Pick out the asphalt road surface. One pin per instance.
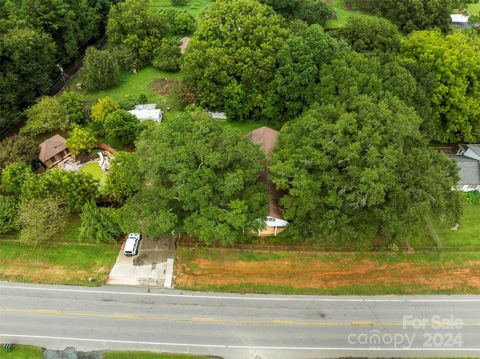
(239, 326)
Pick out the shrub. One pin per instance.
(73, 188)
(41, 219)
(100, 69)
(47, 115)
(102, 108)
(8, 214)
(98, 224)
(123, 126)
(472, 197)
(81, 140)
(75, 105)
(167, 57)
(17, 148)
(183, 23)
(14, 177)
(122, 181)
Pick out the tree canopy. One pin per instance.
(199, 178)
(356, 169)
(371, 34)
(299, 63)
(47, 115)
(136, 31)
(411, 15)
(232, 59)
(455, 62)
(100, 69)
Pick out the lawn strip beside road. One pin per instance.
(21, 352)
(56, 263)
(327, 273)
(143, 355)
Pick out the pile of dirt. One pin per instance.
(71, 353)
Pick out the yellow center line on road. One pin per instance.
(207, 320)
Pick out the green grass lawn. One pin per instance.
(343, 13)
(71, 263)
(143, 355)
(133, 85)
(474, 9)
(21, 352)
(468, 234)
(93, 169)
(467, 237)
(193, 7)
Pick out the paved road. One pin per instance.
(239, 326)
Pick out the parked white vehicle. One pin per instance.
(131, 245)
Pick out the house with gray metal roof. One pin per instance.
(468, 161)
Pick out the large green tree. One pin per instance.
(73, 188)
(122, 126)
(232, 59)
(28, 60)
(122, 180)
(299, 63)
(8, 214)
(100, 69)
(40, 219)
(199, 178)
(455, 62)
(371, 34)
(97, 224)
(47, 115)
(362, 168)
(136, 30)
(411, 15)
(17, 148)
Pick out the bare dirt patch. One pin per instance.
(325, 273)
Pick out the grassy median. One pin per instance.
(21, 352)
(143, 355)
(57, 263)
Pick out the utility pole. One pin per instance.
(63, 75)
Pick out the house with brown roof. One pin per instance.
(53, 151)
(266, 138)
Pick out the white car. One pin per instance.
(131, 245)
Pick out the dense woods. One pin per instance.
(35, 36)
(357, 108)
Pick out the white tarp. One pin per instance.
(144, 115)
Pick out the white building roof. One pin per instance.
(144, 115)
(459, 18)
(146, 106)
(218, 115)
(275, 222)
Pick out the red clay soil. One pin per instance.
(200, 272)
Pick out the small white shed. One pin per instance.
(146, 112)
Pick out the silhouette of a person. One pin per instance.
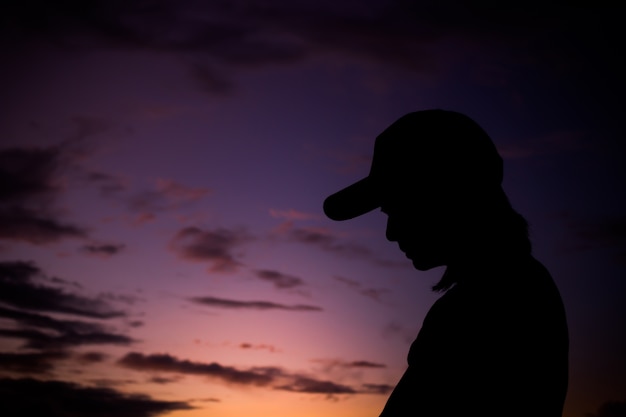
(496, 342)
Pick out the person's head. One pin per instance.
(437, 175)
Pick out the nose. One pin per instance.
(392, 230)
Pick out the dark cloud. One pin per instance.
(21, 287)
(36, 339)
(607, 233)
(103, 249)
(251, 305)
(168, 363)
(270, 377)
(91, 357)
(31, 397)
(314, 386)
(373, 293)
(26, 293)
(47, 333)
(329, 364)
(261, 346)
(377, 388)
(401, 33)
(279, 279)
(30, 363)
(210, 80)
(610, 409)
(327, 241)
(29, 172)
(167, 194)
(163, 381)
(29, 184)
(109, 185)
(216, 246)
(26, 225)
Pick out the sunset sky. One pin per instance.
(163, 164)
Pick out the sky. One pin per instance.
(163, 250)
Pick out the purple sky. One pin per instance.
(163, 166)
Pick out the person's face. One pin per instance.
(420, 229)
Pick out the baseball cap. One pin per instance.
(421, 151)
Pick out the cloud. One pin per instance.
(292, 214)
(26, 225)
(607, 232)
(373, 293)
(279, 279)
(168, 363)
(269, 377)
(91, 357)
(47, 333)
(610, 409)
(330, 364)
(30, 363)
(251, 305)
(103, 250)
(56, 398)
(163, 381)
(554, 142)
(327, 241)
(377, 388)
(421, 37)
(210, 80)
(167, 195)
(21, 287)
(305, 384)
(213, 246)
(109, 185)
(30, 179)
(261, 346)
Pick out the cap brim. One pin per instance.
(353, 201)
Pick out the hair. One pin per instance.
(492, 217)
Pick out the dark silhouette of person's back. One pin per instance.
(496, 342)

----

# EXERCISE DIRECTIONS
Please return the span of lines above that opens with the one containing "Pick out the dark cloud." and closes with the final line, both included, exactly as written and nothing more.

# TASK ANSWER
Pick out the dark cloud. One pin per instance.
(21, 287)
(36, 339)
(607, 233)
(103, 249)
(251, 305)
(168, 363)
(270, 377)
(91, 357)
(31, 397)
(314, 386)
(373, 293)
(26, 293)
(47, 333)
(329, 364)
(261, 346)
(377, 388)
(401, 33)
(279, 279)
(30, 363)
(210, 80)
(610, 409)
(327, 241)
(29, 172)
(167, 194)
(163, 381)
(29, 184)
(109, 185)
(216, 246)
(26, 225)
Pick out the sunset sky. One pin per instance.
(163, 164)
Pick out the sky. One pin per instance.
(163, 250)
Pick out the purple sky. One pin per instance.
(163, 166)
Pick out the person's face. One pin per instance.
(420, 229)
Pick out the baseball cap. One pin per instance.
(421, 151)
Pick out the cloud. One pin per instance.
(292, 214)
(26, 225)
(607, 232)
(373, 293)
(279, 279)
(168, 363)
(269, 377)
(91, 357)
(47, 333)
(610, 409)
(330, 364)
(30, 363)
(251, 305)
(103, 250)
(56, 398)
(163, 381)
(554, 142)
(327, 241)
(377, 388)
(421, 37)
(210, 80)
(167, 195)
(21, 287)
(305, 384)
(213, 246)
(109, 185)
(30, 179)
(261, 346)
Pick out the cap brim. One pin per instance.
(353, 201)
Pick out the hair. One pin per instance.
(492, 217)
Pick out the dark silhouette of person's back. One pin per instance.
(496, 342)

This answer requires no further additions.